_COSA SI CHIEDE_.
Rispondi a queste domande sul brano relativo al libro di Anselm Kiefer:
(a) Chi è l'autore dell'introduzione citata e quale editore ha pubblicato l'edizione italiana?
(b) Secondo la citazione che comincia con "Vi dirò subito", esiste una definizione di arte?
(c) Nella stessa citazione, tra che cosa oscilla l'arte?

_BRANO FORNITO_.
Commento ad un libro di Anselm Kiefer.

“ E’ proprio attraverso decomposizioni e bonifiche, resistenze e annientamenti … che l’arte irrompe nel mondo… proprio come i materiali dell’arte, così gli esseri umani conservano nelle coscienze e soprattutto nelle cellule il ricordo … si può cogliere un esperimento in atto, un tentativo di verifica riguardo all’arte e alla sua capacità di superamento delle proprie rovine – stavolta prodotte dal susseguirsi di parole e ascolti, … dalla parola alla scrittura e dal testo alla traduzione…“

Gabriele Guercio Perché l’arte sopravvivrà alle sue rovine? Introduzione al libro di Kiefer, pag.13-14 nell’edizione italiana, Feltrinelli 2018

“ Vi dirò subito che non esiste una definizione di arte. Ogni tentativo di definizione si sgretola non appena viene in contatto col suo enunciato, proprio come accade per l’arte, che non smette di oscillare tra perdita e rinascita. Non è mai là dove ci aspettiamo, dove speriamo di coglierla …”

_MATERIALE FORNITO_.
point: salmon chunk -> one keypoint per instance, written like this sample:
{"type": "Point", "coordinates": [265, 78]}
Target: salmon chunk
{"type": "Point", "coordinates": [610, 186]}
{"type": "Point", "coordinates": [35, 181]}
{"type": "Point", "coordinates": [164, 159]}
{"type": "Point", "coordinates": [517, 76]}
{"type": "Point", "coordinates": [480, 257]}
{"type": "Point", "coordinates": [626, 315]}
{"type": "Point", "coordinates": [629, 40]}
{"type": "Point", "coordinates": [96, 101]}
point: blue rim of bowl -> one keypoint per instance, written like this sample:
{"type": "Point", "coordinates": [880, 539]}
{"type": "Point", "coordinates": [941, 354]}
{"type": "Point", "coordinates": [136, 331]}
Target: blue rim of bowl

_RISPOSTA FINALE_.
(a) Gabriele Guercio; Feltrinelli.
(b) No, non esiste una definizione di arte.
(c) Tra perdita e rinascita.